→ Exercise prompt
You are to retype exactly the line with "Objective — drop a marker on each instance of the bridge" and every line after it in the entries below.

#### Dataset records

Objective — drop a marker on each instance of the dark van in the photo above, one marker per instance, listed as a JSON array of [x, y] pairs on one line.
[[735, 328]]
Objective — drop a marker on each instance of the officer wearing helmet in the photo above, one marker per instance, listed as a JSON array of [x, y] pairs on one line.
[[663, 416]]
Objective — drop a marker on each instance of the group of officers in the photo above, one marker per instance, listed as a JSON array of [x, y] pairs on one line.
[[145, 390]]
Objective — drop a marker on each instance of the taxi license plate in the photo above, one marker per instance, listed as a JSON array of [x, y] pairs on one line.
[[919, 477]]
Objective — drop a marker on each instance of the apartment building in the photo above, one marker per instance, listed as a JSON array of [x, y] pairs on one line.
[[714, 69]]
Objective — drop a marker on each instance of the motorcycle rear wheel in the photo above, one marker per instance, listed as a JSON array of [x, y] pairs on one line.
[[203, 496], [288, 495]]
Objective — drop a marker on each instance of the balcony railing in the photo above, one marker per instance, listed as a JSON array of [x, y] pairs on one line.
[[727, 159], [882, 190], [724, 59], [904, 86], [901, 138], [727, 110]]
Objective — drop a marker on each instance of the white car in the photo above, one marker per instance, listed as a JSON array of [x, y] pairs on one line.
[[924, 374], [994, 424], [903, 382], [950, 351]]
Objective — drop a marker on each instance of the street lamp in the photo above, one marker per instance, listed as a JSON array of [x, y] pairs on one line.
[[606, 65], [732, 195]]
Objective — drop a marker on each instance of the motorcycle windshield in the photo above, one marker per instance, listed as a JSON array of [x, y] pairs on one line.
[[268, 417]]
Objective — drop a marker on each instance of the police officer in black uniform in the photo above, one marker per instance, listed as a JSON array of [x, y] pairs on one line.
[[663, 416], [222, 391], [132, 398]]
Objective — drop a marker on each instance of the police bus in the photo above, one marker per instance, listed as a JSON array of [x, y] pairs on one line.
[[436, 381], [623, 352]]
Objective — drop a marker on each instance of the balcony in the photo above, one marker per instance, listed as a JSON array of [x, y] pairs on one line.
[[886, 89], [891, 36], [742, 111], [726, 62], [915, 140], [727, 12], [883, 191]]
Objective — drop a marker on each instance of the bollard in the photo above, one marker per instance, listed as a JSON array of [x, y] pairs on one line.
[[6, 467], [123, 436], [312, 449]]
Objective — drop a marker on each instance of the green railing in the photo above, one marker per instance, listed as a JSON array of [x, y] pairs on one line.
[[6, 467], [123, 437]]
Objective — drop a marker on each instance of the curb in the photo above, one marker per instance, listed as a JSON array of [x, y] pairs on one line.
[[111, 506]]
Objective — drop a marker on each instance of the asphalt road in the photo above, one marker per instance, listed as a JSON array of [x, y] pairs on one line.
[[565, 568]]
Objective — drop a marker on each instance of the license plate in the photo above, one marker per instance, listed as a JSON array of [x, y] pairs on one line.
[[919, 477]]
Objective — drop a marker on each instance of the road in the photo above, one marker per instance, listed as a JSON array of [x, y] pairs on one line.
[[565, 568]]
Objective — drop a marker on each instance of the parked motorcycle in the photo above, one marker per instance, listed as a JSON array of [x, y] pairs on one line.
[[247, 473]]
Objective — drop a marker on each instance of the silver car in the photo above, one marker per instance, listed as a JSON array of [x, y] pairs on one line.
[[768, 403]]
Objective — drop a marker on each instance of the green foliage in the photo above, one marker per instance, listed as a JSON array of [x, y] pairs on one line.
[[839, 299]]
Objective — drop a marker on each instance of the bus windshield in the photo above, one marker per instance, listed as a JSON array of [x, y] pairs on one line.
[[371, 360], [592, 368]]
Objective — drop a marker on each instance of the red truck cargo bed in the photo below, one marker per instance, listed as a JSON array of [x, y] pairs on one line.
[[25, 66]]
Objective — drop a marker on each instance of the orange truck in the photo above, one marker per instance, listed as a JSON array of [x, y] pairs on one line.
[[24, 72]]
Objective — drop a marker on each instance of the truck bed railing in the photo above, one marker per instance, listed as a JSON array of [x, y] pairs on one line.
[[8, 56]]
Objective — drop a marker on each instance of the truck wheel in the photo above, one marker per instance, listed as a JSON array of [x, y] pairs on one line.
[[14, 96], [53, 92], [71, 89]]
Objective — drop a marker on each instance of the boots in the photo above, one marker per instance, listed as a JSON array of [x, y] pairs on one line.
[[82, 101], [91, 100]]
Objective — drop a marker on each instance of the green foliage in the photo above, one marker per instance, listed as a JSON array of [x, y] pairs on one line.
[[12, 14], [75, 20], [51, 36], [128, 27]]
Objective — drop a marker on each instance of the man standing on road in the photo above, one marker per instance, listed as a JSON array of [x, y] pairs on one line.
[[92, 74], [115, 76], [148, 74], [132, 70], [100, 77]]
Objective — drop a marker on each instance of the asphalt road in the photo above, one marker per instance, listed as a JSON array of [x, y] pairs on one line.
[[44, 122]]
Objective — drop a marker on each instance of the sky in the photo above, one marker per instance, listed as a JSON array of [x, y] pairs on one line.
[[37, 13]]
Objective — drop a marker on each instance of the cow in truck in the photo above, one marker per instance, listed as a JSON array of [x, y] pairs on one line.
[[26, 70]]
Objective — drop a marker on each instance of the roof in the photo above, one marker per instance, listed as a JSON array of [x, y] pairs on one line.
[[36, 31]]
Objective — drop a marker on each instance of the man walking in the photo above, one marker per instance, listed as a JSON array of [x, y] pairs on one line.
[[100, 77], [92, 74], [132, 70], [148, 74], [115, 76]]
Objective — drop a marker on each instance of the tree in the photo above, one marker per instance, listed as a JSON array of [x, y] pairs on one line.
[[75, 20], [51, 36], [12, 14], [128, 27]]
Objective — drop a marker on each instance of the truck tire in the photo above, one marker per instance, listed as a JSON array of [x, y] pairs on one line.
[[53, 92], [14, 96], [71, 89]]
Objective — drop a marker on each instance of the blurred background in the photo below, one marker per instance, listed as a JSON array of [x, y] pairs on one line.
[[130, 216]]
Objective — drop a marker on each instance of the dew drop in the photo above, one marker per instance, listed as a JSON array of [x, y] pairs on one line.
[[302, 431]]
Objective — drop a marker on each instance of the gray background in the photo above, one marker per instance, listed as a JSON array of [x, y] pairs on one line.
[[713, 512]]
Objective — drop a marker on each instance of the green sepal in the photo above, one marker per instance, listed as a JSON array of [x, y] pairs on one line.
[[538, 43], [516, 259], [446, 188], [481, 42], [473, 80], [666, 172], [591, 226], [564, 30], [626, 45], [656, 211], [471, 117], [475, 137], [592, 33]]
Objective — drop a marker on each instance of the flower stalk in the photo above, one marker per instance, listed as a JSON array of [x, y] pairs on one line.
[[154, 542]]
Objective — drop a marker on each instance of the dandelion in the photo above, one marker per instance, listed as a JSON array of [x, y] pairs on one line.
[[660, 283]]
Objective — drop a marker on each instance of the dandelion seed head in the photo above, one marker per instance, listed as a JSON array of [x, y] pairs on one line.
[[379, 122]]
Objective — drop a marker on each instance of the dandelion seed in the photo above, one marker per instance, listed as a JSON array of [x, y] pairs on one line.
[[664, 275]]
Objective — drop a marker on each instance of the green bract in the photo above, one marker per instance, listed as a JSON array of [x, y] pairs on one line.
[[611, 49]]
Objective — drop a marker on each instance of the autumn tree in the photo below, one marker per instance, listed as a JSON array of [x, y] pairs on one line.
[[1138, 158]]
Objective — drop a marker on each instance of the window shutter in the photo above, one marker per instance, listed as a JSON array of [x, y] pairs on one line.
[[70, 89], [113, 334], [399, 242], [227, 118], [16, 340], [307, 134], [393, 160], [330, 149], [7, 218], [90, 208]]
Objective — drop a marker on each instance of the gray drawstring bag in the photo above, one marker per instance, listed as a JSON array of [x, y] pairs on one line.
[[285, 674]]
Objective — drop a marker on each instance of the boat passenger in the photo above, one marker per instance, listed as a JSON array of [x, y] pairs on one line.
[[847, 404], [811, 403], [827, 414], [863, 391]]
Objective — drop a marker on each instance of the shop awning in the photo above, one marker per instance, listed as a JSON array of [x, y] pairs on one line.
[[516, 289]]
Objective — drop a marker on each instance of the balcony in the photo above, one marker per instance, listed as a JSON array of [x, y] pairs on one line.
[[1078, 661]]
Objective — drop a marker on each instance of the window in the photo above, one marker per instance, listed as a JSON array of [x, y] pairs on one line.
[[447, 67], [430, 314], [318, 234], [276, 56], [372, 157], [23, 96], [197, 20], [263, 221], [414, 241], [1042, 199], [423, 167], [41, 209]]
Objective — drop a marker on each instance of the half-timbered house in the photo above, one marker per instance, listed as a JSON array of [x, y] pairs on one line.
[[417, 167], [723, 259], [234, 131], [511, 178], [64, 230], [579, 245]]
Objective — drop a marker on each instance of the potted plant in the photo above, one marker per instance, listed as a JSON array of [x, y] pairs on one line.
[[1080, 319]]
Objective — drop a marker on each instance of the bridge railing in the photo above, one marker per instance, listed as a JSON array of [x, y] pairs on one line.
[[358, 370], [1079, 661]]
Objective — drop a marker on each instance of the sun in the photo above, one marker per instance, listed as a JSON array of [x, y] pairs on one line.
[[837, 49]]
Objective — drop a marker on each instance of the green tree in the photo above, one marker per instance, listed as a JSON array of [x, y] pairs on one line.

########

→ Finished task
Objective — drop a marker on each instance of the bridge railing in the photo above, one marker per instance, listed as a JSON array of [x, y] pairs on one line.
[[358, 370], [1079, 661]]
Objective — drop a marker on each instance of the sun in the photo above, one marker per instance, listed as a JSON array of [x, y] pairs on one line.
[[837, 49]]
Objective — drop a marker on each instance of the green tree in the photo above, one marker per instance, listed as a JSON array of [x, y] pairs on one line.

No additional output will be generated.